_EXERCISE TASK 1:_ Sum up this forum thread on game spending in two sentences.

• • • • •

It was worthwhile as me and my friends grinded the shit out of that game.


----------



## RedoLane (Jun 25, 2018)

Well, after I finished my army service, I used all the money I was granted from my service to buy a Wii U.
……..yeeeaahh….. 

jokes aside, I used to spend money easily on Rusty Hearts. no regrets.


----------



## oji (Jun 25, 2018)

I never bought any subscription, avoid pay-to-win stuff, don't buy any title more than once, I'm rarely invest into DLCs & prefer to wait until decent discounts excluding some tempting titles, so the most sum I spent on any game is its retail price plus DLC.


----------



## Costello (Jun 25, 2018)

what a nicely written thread, Noctosphere, I didn't know you could spell


----------



## wurstpistole (Jun 25, 2018)

World of Warcraft, subscription cost wise


----------



## Jayenkai (Jun 25, 2018)

The price I pay to start a game is the price I pay in total.
Other than Crossy Road, where I did indeed buy a number of "outfits", simply because I happen to appreciate the developers, and think it's an extremely well crafted game.

But on the other hand, I dread to think how much money I’ve thrown into KORG Gadget on iOS.  True, it's not a game, but it is a shocking example of "just another IAP" that spirals out of control.

• • • • •

_EXERCISE TASK 2:_ Rewrite the listing starting at the line containing "In this exercise you will locate the butterfly forewing" and ending with its last line, replacing "forewing" with "hindwing" and keeping everything else the same.

_THE DATA:_

• • • • •

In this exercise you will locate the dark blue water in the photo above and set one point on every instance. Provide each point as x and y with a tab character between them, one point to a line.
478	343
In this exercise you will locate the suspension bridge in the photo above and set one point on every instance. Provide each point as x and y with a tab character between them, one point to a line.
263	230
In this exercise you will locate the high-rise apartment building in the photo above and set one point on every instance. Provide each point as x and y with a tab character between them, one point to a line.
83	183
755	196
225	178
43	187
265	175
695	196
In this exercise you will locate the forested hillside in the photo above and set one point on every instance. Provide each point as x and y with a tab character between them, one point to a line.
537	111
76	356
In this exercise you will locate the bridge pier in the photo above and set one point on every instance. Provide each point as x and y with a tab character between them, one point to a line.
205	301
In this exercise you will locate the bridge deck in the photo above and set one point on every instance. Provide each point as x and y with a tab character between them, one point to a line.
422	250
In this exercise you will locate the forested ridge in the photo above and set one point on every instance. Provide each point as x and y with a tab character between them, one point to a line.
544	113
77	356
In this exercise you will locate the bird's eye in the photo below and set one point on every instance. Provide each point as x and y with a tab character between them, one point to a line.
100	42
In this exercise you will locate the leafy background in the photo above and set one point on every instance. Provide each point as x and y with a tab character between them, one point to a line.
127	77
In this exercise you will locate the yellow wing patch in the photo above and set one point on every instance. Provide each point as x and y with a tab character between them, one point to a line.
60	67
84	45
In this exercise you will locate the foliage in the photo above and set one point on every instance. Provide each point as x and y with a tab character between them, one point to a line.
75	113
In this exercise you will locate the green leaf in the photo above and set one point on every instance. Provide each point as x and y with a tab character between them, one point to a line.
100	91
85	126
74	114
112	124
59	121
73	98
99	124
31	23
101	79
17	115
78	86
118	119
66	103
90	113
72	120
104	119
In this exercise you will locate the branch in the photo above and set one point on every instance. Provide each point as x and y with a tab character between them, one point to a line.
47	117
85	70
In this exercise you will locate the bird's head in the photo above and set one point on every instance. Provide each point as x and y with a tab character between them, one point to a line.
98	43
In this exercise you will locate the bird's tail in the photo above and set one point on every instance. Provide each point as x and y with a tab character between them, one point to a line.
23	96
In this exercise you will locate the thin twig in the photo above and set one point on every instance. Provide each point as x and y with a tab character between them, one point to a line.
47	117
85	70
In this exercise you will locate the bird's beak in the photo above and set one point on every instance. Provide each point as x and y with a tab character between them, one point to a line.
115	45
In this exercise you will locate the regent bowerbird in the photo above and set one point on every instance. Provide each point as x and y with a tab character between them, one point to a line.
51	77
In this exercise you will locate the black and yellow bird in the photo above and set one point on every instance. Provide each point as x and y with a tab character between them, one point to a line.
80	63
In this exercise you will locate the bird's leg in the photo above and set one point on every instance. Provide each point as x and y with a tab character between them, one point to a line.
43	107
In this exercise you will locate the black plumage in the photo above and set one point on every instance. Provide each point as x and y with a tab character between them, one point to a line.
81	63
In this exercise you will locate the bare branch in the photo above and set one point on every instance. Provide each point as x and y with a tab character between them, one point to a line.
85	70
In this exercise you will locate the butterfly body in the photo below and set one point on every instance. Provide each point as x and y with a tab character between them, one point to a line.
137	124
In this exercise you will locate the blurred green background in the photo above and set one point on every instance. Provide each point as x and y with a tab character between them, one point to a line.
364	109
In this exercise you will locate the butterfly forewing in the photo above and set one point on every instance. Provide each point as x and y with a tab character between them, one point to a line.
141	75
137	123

• • • • •

_COMPLETE OUTPUT 1:_ Posters in the thread describe what they have spent on games: one used army-service money to buy a Wii U and spent freely on Rusty Hearts, another avoids subscriptions and pay-to-win purchases and pays at most a game's retail price plus DLC, and another names World of Warcraft for its subscription cost. One more poster says the starting price of a game is usually the total paid, except for outfits bought in Crossy Road, but admits to spending a great deal on KORG Gadget on iOS, which is not a game.

_COMPLETE OUTPUT 2:_
In this exercise you will locate the butterfly hindwing in the photo above and set one point on every instance. Provide each point as x and y with a tab character between them, one point to a line.
141	75
137	123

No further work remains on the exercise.